* Begin *
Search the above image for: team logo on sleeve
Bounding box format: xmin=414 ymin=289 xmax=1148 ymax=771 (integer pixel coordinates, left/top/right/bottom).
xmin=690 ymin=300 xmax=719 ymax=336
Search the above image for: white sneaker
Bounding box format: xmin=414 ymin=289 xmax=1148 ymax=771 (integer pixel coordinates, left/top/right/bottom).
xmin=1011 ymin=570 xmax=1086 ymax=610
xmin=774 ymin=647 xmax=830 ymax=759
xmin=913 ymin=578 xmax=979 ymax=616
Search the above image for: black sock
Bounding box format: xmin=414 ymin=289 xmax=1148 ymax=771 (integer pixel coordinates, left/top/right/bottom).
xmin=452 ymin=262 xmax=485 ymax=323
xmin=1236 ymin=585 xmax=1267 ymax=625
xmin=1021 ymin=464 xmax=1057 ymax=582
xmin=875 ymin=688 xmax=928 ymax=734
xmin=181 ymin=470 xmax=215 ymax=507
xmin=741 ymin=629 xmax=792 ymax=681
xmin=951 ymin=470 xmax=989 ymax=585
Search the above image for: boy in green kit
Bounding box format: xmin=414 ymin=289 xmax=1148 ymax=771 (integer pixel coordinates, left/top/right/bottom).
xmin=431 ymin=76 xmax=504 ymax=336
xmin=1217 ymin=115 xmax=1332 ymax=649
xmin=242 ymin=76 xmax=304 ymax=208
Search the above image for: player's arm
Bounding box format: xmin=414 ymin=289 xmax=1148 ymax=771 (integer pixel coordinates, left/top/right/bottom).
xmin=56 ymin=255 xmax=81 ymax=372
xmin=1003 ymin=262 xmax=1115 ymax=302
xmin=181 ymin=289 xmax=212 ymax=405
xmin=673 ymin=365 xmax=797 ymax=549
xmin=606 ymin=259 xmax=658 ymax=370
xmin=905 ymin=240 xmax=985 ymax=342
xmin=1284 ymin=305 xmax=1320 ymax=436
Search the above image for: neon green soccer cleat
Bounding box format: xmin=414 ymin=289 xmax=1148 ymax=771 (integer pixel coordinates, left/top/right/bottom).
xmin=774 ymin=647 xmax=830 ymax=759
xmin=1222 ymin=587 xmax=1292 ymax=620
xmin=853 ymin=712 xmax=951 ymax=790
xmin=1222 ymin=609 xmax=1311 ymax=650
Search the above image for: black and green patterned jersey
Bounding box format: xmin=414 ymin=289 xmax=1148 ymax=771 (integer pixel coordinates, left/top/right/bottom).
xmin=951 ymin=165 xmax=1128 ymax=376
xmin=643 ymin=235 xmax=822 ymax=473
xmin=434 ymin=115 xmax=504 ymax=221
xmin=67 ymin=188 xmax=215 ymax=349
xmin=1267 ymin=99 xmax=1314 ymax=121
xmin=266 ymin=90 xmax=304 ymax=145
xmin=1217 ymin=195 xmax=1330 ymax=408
* End *
▶ [Exercise]
Return the lines running from the line that contains "Search the above image for: black sock" through the line that contains "xmin=1222 ymin=609 xmax=1311 ymax=650", both included, reproducing each one exactly and nothing else.

▶ [Output below]
Search the above image for: black sock
Bounding box format: xmin=414 ymin=289 xmax=1148 ymax=771 (integer pixel coordinates, left/top/right/bottom).
xmin=452 ymin=262 xmax=485 ymax=323
xmin=1236 ymin=585 xmax=1267 ymax=625
xmin=1021 ymin=464 xmax=1057 ymax=582
xmin=875 ymin=688 xmax=928 ymax=734
xmin=181 ymin=470 xmax=215 ymax=507
xmin=741 ymin=629 xmax=792 ymax=681
xmin=951 ymin=470 xmax=989 ymax=585
Search the above image for: boy in green kit
Bounding box format: xmin=414 ymin=289 xmax=1148 ymax=771 (integer pixel coordinates, left/top/right/bottom).
xmin=431 ymin=76 xmax=504 ymax=336
xmin=1217 ymin=115 xmax=1332 ymax=649
xmin=242 ymin=76 xmax=304 ymax=208
Search the above image for: player's arm
Bounding box format: xmin=414 ymin=289 xmax=1148 ymax=771 (integer pixel coordinates, left/top/right/bottom).
xmin=56 ymin=255 xmax=81 ymax=372
xmin=1003 ymin=262 xmax=1115 ymax=302
xmin=181 ymin=289 xmax=212 ymax=405
xmin=673 ymin=365 xmax=797 ymax=549
xmin=606 ymin=259 xmax=658 ymax=370
xmin=905 ymin=240 xmax=985 ymax=342
xmin=1284 ymin=305 xmax=1320 ymax=436
Search the above image for: neon green soccer cleat
Bounding box format: xmin=414 ymin=289 xmax=1148 ymax=771 (integer pixel coordinates, left/top/right/bottom).
xmin=774 ymin=647 xmax=830 ymax=759
xmin=1222 ymin=587 xmax=1292 ymax=620
xmin=853 ymin=712 xmax=951 ymax=790
xmin=1222 ymin=609 xmax=1311 ymax=650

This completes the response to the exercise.